### Records for this exercise

*****

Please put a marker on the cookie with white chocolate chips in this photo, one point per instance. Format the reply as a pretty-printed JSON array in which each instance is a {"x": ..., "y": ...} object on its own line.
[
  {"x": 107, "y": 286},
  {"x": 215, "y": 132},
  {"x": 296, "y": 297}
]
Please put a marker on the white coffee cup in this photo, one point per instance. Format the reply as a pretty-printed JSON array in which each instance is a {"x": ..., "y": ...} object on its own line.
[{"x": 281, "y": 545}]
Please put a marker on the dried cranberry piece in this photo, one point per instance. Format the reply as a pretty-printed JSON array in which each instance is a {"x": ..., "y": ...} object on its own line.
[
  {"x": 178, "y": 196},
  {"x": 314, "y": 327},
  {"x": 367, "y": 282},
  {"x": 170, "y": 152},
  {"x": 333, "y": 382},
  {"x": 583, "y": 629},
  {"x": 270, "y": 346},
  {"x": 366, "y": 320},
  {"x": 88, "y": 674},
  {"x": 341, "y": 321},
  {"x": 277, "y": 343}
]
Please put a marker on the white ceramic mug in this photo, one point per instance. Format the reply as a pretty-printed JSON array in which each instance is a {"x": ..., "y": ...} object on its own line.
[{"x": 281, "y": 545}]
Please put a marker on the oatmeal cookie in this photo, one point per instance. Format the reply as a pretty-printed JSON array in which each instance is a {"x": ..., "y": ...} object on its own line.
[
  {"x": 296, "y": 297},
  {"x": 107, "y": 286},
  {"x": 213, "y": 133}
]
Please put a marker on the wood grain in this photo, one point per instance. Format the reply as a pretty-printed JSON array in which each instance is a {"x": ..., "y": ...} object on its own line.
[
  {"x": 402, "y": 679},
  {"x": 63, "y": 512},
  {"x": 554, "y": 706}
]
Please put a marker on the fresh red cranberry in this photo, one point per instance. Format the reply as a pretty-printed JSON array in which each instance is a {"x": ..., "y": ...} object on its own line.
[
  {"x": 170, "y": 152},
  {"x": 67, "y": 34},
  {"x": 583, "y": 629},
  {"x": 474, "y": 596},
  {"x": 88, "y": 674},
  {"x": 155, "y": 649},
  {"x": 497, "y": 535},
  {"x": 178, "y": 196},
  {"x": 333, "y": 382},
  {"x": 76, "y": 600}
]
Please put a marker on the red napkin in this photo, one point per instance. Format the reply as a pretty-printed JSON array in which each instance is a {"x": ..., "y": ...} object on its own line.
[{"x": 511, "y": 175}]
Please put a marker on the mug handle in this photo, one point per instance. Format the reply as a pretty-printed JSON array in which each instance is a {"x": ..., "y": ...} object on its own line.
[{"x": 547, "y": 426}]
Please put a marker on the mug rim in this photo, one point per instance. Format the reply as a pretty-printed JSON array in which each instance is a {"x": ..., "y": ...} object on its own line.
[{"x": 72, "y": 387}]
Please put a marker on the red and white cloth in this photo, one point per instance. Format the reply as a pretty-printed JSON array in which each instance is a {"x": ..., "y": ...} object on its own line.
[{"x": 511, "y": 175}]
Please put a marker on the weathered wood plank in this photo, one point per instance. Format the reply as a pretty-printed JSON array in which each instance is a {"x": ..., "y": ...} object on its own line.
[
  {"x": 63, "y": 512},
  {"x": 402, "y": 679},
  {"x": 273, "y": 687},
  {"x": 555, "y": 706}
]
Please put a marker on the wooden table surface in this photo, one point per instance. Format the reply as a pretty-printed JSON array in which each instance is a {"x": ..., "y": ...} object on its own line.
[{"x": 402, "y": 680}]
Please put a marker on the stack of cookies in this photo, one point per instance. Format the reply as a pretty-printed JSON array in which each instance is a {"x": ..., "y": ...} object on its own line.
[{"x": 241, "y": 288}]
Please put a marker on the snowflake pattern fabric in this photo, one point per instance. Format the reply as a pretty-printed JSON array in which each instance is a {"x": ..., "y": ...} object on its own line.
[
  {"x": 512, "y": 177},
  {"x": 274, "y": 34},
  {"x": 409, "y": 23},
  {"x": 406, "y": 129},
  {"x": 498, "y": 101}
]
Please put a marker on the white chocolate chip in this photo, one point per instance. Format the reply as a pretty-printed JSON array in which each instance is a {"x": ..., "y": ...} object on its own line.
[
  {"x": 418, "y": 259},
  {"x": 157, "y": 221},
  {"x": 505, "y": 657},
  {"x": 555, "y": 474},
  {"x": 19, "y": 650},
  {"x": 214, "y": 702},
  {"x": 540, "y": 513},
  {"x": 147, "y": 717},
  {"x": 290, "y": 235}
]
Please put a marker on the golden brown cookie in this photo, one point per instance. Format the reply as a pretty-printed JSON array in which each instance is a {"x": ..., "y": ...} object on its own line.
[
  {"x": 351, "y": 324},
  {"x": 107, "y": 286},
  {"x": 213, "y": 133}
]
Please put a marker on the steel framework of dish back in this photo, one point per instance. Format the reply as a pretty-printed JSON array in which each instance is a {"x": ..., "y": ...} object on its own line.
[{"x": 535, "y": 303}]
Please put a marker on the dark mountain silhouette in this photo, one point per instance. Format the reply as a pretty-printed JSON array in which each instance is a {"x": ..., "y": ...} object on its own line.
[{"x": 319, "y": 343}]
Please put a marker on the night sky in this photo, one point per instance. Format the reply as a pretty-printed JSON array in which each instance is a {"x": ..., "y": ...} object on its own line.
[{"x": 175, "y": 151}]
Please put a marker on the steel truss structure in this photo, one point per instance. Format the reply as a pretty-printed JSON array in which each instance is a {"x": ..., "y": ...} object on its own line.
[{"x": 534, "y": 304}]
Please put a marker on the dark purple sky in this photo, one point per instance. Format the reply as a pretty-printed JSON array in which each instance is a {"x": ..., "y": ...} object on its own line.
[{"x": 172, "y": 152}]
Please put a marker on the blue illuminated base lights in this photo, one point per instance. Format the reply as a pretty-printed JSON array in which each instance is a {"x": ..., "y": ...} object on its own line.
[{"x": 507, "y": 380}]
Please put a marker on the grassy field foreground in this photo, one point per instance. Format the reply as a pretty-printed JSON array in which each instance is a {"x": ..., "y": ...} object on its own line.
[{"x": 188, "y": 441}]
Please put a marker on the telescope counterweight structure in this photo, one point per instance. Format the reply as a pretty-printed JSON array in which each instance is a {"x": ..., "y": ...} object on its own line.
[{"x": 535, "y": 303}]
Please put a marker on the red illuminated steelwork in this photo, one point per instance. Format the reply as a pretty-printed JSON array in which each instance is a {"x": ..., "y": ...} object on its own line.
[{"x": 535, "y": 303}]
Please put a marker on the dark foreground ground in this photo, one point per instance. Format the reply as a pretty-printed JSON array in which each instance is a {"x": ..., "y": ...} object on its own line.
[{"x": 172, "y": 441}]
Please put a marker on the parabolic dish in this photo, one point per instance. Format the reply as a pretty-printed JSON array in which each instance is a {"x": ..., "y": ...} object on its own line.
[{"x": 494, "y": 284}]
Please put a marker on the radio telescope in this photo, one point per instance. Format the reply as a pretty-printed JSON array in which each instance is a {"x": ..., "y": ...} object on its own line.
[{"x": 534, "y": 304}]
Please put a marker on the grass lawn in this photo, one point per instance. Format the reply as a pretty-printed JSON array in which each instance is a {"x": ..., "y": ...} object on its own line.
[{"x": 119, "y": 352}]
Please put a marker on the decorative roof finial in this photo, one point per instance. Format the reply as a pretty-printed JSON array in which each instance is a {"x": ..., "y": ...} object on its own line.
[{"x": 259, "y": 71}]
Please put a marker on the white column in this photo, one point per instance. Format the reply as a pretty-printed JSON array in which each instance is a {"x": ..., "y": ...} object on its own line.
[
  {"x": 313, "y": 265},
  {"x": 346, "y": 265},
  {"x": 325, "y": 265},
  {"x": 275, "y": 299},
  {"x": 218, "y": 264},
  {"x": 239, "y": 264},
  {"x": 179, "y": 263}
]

*****

### What is being asked
An exact copy of all the material is what is needed.

### Result for this exercise
Please put a marker on the cookie with white chocolate chips in this photo, one point per instance. Format the reply as a pretty-printed JSON array in which each instance is a {"x": ..., "y": ...} object on its own line.
[
  {"x": 107, "y": 286},
  {"x": 215, "y": 132},
  {"x": 296, "y": 297}
]
Please put a marker on the white coffee cup in this photo, one point per instance. Format the reply as a pretty-printed JSON array in which each instance is a {"x": ..., "y": ...} object on its own line.
[{"x": 281, "y": 545}]
Please put a marker on the dried cranberry piece in this photo, one point per instance. Format the reply as a pretty-printed JSON array in which each instance is a {"x": ..., "y": ...} object on its own line.
[
  {"x": 178, "y": 196},
  {"x": 314, "y": 327},
  {"x": 367, "y": 282},
  {"x": 170, "y": 152},
  {"x": 333, "y": 382},
  {"x": 583, "y": 629},
  {"x": 270, "y": 346},
  {"x": 366, "y": 320},
  {"x": 88, "y": 674},
  {"x": 341, "y": 321},
  {"x": 277, "y": 343}
]
Please put a marker on the white ceramic mug in this photo, one point per instance. Format the reply as a pretty-printed JSON array in which each instance is a {"x": ..., "y": ...} object on its own line.
[{"x": 281, "y": 545}]
Please put a marker on the oatmeal cookie in this photo, one point per instance. Format the reply as a pretty-printed JSON array in which each instance is a {"x": ..., "y": ...} object on its own line.
[
  {"x": 296, "y": 297},
  {"x": 107, "y": 286},
  {"x": 213, "y": 133}
]
Please put a marker on the wood grain in this photo, one point per instance. Format the reply as a pretty-printed JSON array in which each instance is a {"x": ..., "y": ...} object on its own line.
[
  {"x": 402, "y": 679},
  {"x": 63, "y": 512},
  {"x": 554, "y": 706}
]
Please put a marker on the fresh red cranberry in this photo, one point per instance. Format the reply as a pretty-printed JSON array in which each instance is a {"x": ..., "y": ...} object on its own line.
[
  {"x": 170, "y": 152},
  {"x": 67, "y": 34},
  {"x": 583, "y": 629},
  {"x": 474, "y": 596},
  {"x": 88, "y": 674},
  {"x": 155, "y": 649},
  {"x": 497, "y": 535},
  {"x": 178, "y": 196},
  {"x": 333, "y": 382},
  {"x": 76, "y": 600}
]
Please put a marker on the red napkin in this photo, one point per instance. Format the reply as a pretty-printed JSON array in which each instance is a {"x": ..., "y": ...} object on its own line.
[{"x": 511, "y": 175}]
Please put a marker on the mug handle in this photo, one point per instance. Format the reply as a pretty-printed JSON array in which each instance is a {"x": ..., "y": ...} object on its own line.
[{"x": 547, "y": 426}]
Please put a marker on the mug rim in this photo, one point per instance. Format the reply as a pretty-printed JSON array in which each instance is a {"x": ..., "y": ...} object on its own line.
[{"x": 72, "y": 387}]
Please put a marker on the red and white cloth in this photo, one point per instance. Format the reply as a pretty-printed JSON array in which each instance is a {"x": ..., "y": ...} object on its own line.
[{"x": 511, "y": 175}]
Please put a marker on the weathered wood plank in this photo, one point per instance. Format the reply as a pretty-printed JSON array in which each instance is a {"x": ..., "y": ...} object on its own line.
[
  {"x": 63, "y": 512},
  {"x": 402, "y": 679},
  {"x": 273, "y": 687},
  {"x": 555, "y": 706}
]
Please put a marker on the wooden table surface in this photo, one point per instance. Format the reply as a pretty-printed JSON array in which each instance is a {"x": ..., "y": ...} object on its own line.
[{"x": 402, "y": 680}]
Please put a marker on the stack of cookies in this photo, one point per instance. Format the reply as a pretty-printed JSON array in which each instance is a {"x": ..., "y": ...} object on its own line.
[{"x": 241, "y": 288}]
Please put a marker on the snowflake pattern fabric in this photo, one point per instance. Format the reply as a pretty-printed JSON array in which each instance is a {"x": ..., "y": ...} object on its own line.
[
  {"x": 512, "y": 177},
  {"x": 274, "y": 34},
  {"x": 409, "y": 23},
  {"x": 406, "y": 129},
  {"x": 498, "y": 101}
]
Please put a marker on the white chocolate chip in this photo, one point per instance. Format the reply as a pretty-printed JSON array in which each instance is a {"x": ..., "y": ...} object on its own line.
[
  {"x": 418, "y": 259},
  {"x": 157, "y": 221},
  {"x": 505, "y": 657},
  {"x": 555, "y": 474},
  {"x": 19, "y": 650},
  {"x": 214, "y": 702},
  {"x": 540, "y": 513},
  {"x": 147, "y": 717},
  {"x": 290, "y": 235}
]
Please put a marker on the golden brown cookie in this photo, one point per instance. Format the reply as a pretty-printed JSON array in which each instance is a {"x": ..., "y": ...} object on its own line.
[
  {"x": 351, "y": 324},
  {"x": 107, "y": 286},
  {"x": 213, "y": 133}
]
Please put a marker on the steel framework of dish back in this photo, one point per instance. Format the reply as a pretty-printed JSON array in which each instance is a {"x": ..., "y": ...} object on its own line.
[{"x": 535, "y": 303}]
Please put a marker on the dark mountain silhouette in this photo, one point per instance. Format the reply as a pretty-printed JSON array in which each instance is a {"x": ..., "y": ...} object on its own line.
[{"x": 319, "y": 343}]
Please put a marker on the night sky in this photo, one point per instance. Format the reply as a pretty-printed JSON array in which each instance is a {"x": ..., "y": ...} object on its own line.
[{"x": 175, "y": 151}]
Please put a marker on the steel truss structure in this photo, one point per instance. Format the reply as a pretty-printed JSON array in which each instance is a {"x": ..., "y": ...} object on its own line.
[{"x": 534, "y": 304}]
Please put a marker on the dark purple sky in this photo, one point per instance. Format the reply as a pretty-printed JSON array in which each instance is a {"x": ..., "y": ...} object on its own line.
[{"x": 172, "y": 152}]
Please put a marker on the blue illuminated base lights in this photo, one point per instance. Format the reply as a pretty-printed JSON array in which each instance is a {"x": ..., "y": ...} object on its own line.
[{"x": 507, "y": 380}]
Please put a marker on the grassy field foreground in this photo, one point per instance. Format the reply as a pretty-printed JSON array in which each instance is a {"x": ..., "y": ...} object on its own line.
[{"x": 188, "y": 441}]
Please put a marker on the telescope counterweight structure in this photo, one point per instance. Format the reply as a pretty-printed JSON array in which each instance is a {"x": ..., "y": ...} object on its own line.
[{"x": 535, "y": 303}]
Please put a marker on the red illuminated steelwork in this photo, one point per instance. Format the reply as a pretty-printed JSON array in which each instance is a {"x": ..., "y": ...} object on its own line.
[{"x": 535, "y": 303}]
Please put a marker on the dark foreground ground in this photo, one point per instance. Format the reply as a pretty-printed JSON array in which each instance is a {"x": ..., "y": ...} object on its own line.
[{"x": 172, "y": 441}]
Please put a marker on the parabolic dish in this photo, one point per instance. Format the reply as a pretty-printed JSON array in which each instance is a {"x": ..., "y": ...} object on its own line.
[{"x": 494, "y": 284}]
Please put a marker on the radio telescope in this photo, one point per instance. Format the reply as a pretty-printed JSON array in which each instance is a {"x": ..., "y": ...} object on its own line.
[{"x": 534, "y": 304}]
Please put a marker on the grass lawn in this photo, one point per instance. Format the reply as a pretty-printed JSON array in which each instance is a {"x": ..., "y": ...} object on its own line.
[{"x": 119, "y": 352}]
Please put a marker on the decorative roof finial in this photo, one point per instance. Format the reply as a pretty-printed JSON array in which each instance is a {"x": ..., "y": ...} object on its own line.
[{"x": 259, "y": 71}]
Please put a marker on the white column in this photo, one point per instance. Format the reply as a pretty-printed JSON array in which each instance is a {"x": ..., "y": ...} object on its own line.
[
  {"x": 313, "y": 265},
  {"x": 346, "y": 265},
  {"x": 325, "y": 265},
  {"x": 275, "y": 299},
  {"x": 218, "y": 264},
  {"x": 239, "y": 264},
  {"x": 179, "y": 263}
]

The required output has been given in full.